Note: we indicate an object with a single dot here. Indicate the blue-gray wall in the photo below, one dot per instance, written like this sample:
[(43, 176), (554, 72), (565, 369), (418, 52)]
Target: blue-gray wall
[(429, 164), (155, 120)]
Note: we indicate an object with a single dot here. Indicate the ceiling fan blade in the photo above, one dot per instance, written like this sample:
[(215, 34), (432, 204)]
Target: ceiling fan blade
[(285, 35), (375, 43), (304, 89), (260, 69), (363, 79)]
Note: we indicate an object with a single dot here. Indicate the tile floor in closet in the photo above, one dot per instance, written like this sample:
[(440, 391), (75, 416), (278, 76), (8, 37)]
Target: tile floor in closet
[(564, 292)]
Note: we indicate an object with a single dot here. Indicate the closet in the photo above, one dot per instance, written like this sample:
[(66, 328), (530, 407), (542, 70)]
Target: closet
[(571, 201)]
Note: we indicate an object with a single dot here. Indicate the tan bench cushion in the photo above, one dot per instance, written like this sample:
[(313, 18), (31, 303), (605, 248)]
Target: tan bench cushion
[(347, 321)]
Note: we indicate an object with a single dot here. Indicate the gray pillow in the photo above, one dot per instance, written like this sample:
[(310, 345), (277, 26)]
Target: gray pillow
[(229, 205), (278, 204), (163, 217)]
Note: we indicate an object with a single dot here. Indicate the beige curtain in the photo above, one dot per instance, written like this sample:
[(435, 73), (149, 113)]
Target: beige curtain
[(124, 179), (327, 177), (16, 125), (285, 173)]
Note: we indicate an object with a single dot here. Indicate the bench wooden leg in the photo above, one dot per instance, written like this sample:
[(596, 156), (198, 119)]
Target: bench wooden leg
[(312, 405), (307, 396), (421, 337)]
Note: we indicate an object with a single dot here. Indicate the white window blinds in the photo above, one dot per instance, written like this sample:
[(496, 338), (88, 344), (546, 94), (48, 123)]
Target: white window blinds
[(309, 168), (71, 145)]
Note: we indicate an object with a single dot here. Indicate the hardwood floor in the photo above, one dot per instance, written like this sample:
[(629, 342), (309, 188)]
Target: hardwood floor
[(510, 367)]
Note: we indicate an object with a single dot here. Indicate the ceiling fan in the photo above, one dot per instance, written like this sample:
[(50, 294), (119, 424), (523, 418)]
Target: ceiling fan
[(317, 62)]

-------

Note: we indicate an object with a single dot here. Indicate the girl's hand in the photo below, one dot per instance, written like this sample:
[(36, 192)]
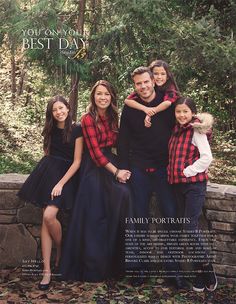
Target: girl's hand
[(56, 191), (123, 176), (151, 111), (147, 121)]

-------

Recopiez uniquement les lignes allant de celle qui contient « Indicate the blue-gray » à celle qui contient « [(285, 35), (375, 43), (304, 89), (260, 69), (363, 79)] », toutes deux incluses, consignes comprises. Décalez de 110 chaque coordonnée des points donnés en réponse, sans modifier les coordonnées des modèles de format figurant dans les consignes.

Résultat obtenu:
Note: we indicate an object with a single dot here. Indicate the blue-gray wall in the photo below, one dot per instance, written like this sample:
[(43, 176), (554, 72), (565, 369), (418, 52)]
Target: blue-gray wall
[(539, 274), (265, 230)]
Note: we indicate an object with a single dot here. Indicate the ceiling fan blade in the photo above, one dot per instance, written like this sample:
[(215, 34), (432, 204)]
Target: ceiling fan blade
[(395, 145), (485, 153), (414, 199), (370, 179), (473, 189)]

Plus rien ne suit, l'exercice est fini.